- [Work instruction 1]:
In the news report on Venezuelan migrants entering Peru, rewrite the paragraph beginning "Desperate Venezuelans rushed" more briefly, keeping its main facts.
- [Work instruction 2]:
Extend the news report on Venezuelan migrants entering Peru past its final paragraph.
── Document passage
TUMBES, Peru (Reuters) - Thousands of Venezuelans crossed into Peru despite a crackdown on migrants without passports or visas meant to stem the flood of immigration from their crisis-stricken nation, as many lacking those documents filed asylum requests instead.
Venezuela’s economic collapse under President Nicolas Maduro has unleashed the biggest migratory crisis in recent Latin American history, forcing countries like Peru - a developing nation of 32 million people - to grapple with an unprecedented surge in immigration.
Under the new rules imposed on Saturday, migrants must have passports and visas before coming to Peru - closing a door to many Venezuelans who cannot afford the fees needed to acquire them.
However, asylum seekers are not required to have passports under international law, providing poor Venezuelans with a way around the changes.
Desperate Venezuelans rushed to reach Peru before the crackdown took effect. A record 4,700 asylum claims were filed in Peru on Friday, part of more than 8,000 Venezuelans who entered the country that day, according to the U.N. refugee agency, UNHCR.
Thousands of Venezuelans waited in lines at the border checkpoint in Tumbes on Saturday, as immigration officials struggled to process a backlog of paperwork. Some of them had walked for weeks to reach Peru, U.N. officials said.
Families spread out their luggage on sidewalks and streets, with children playing and adults napping.
“This is my last resort. I hope they let me in,” Yaisy Segovia said, as she waited to fill out a form requesting asylum at tents set up by the UN refugee agency UNHCR. Inside the tents, U.N. assistants helped Venezuelans answer questions on the forms.
Segovia, 32, said she left her three children with their grandparents in Venezuela to seek work in Peru.
After trekking and taking buses through Colombia and Ecuador, she made it to Tumbes, only to be robbed of her immigration documents and cash late on Friday, she said.
“I just want this trip to be over.”
The United Nations estimates that 4 million Venezuelan refugees and migrants have fled widespread shortages of basic foods and medicines as well as political violence in their homeland.
The crisis has deepened since the United States imposed tough sanctions on the OPEC nation’s oil industry in January in an effort to oust leftist president Maduro in favor of opposition leader Juan Guaido.
Peru is home to some 800,000 Venezuelan migrants, the government says - the second-largest population outside Colombia, which houses more than 1.2 million.
────
── Provided material
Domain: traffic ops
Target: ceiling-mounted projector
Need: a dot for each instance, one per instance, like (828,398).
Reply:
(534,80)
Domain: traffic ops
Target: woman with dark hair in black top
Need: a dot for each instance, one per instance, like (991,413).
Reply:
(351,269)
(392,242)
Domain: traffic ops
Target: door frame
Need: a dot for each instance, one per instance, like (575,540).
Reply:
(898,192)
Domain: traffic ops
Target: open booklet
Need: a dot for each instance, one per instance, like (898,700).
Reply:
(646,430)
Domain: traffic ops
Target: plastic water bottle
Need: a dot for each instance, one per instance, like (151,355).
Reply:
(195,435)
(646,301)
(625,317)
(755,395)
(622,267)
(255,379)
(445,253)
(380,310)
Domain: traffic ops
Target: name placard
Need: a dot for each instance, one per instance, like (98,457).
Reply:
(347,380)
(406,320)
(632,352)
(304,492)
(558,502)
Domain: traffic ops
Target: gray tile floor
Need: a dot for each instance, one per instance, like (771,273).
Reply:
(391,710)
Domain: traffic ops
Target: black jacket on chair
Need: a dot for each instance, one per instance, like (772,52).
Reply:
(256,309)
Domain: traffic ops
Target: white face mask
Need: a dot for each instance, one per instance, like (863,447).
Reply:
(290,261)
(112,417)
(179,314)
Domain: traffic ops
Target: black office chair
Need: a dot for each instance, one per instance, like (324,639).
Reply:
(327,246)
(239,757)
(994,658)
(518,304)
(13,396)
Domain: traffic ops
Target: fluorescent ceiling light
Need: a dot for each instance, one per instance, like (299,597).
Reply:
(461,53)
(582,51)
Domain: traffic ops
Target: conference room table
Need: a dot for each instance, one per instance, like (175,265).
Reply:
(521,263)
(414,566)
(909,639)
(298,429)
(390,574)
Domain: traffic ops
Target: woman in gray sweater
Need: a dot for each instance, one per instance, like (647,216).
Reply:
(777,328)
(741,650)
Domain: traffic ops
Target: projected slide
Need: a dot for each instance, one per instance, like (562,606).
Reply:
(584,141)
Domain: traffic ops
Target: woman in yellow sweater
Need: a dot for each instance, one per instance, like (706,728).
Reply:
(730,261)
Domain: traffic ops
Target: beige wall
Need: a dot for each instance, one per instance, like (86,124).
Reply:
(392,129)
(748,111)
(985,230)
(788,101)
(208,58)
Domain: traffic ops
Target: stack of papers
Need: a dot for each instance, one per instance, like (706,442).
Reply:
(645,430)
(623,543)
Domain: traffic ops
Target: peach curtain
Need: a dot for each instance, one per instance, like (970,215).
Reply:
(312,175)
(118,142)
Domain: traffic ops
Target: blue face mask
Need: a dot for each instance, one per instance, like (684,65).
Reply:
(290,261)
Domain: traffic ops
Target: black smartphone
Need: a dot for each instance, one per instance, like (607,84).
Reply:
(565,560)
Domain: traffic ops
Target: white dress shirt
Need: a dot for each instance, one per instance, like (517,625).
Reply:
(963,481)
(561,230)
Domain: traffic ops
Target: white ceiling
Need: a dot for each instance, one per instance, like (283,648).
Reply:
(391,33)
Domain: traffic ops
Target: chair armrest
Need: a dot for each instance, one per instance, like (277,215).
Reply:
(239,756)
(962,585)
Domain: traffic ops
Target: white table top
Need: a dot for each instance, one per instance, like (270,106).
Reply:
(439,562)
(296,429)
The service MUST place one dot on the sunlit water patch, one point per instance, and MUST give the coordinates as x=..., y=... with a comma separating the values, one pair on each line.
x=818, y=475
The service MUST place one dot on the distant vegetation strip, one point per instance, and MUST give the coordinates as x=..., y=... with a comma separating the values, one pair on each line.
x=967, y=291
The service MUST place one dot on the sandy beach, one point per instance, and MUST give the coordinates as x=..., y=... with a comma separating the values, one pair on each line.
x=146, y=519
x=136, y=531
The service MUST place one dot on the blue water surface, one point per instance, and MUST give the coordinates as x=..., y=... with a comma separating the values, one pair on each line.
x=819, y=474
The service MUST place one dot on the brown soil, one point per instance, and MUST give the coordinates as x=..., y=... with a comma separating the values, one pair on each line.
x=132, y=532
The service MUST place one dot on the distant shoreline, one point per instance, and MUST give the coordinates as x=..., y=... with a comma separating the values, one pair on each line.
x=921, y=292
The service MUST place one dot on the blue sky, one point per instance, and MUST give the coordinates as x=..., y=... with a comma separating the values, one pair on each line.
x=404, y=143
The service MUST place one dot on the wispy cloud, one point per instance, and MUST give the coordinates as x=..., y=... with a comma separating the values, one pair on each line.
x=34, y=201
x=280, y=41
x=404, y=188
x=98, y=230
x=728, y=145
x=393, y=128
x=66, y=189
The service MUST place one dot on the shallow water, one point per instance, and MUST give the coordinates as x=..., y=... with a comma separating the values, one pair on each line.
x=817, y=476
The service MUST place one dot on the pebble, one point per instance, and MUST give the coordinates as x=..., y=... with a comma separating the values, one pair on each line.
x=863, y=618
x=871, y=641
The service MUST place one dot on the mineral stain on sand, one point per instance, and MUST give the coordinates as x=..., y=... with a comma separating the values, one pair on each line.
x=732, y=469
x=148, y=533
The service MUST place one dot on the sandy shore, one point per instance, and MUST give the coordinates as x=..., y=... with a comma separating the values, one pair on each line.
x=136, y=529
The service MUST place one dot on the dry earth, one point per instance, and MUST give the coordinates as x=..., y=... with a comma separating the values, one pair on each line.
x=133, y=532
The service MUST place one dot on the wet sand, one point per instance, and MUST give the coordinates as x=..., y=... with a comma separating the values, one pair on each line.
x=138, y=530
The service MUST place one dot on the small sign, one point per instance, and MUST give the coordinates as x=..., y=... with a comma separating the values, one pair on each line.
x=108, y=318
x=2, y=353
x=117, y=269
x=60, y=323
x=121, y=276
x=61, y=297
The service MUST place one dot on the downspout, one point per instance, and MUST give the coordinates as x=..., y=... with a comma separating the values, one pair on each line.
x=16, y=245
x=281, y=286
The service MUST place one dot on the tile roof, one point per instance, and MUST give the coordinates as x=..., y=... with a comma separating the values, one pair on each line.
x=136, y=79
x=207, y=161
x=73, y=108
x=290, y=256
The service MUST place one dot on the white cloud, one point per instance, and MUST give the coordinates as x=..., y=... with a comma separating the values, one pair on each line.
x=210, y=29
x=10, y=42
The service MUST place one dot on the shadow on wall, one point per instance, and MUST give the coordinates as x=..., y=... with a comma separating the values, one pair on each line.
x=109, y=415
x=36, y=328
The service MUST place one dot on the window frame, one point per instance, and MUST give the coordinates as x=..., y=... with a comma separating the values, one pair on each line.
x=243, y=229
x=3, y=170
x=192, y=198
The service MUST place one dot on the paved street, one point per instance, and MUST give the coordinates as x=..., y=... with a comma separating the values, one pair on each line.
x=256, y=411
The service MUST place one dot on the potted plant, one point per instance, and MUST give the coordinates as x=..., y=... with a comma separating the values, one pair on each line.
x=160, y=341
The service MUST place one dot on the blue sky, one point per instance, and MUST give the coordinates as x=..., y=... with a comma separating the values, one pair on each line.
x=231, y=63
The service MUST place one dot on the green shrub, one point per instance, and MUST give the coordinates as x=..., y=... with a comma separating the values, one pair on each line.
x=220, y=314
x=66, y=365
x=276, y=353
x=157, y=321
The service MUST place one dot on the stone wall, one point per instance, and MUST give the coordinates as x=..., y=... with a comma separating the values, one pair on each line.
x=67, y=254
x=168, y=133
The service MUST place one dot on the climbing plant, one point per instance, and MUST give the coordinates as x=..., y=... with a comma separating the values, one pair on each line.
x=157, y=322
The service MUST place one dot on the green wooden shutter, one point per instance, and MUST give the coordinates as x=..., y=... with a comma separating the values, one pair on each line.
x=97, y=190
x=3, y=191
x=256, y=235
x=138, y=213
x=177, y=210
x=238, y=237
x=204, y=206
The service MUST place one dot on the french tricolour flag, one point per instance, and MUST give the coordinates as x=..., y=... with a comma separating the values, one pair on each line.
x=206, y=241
────
- [Expected output 1]:
Venezuelans hurried to reach Peru before the crackdown began. On Friday, more than 8,000 of them entered the country, and a record 4,700 filed asylum claims, according to UNHCR.

- [Expected output 2]:
Just two years ago, Peru had introduced new migratory laws to accommodate Venezuelans. It doled out hundreds of thousands of special residency cards so they could work legally, go to school and access public health care.
But the tide has since turned, amid growing fears fanned by media reports and politicians that Venezuelan migrants are driving down wages and fueling crime.
Regina de la Portilla, a UNHCR spokeswoman in Peru, said she was unaware of any Venezuelans seeking asylum who were barred from entering Peru.
She said that most Venezuelans leaving their homeland in mass should be considered refugees, given the acute humanitarian crisis.
But Peru applies a narrower definition of refugee. Peru President Martin Vizcarra’s government has said that 99% of Venezuelans who request asylum in Peru do not qualify for it, raising the prospect of nearly 280,000 Venezuelans eventually losing legal protections provided to them under the refugee system.
The UNHCR said that the latest waves of migrants were the neediest yet. Too poor to acquire passports, many were women with children who were rushing to join their partners in cities across South America before it was too late.
“People are arriving in a more and more vulnerable situation,” said Federico Agusti, UNHCR’s representative in Peru, said in a statement. “Some have been walking for 30 or 40 days through various countries in the region. We see people suffering from malnutrition or dehydration.”
Josverrelly Pena, a 29-year-old pregnant mother, said she and her husband arrived by bus just hours before the midnight deadline. Lacking a passport for her son, she said they decided to leave everything to join her mother in Peru.
“We had been thinking about it for more than a year,” Pena said as she washed her hands over a sewage grate. “It was now or never.”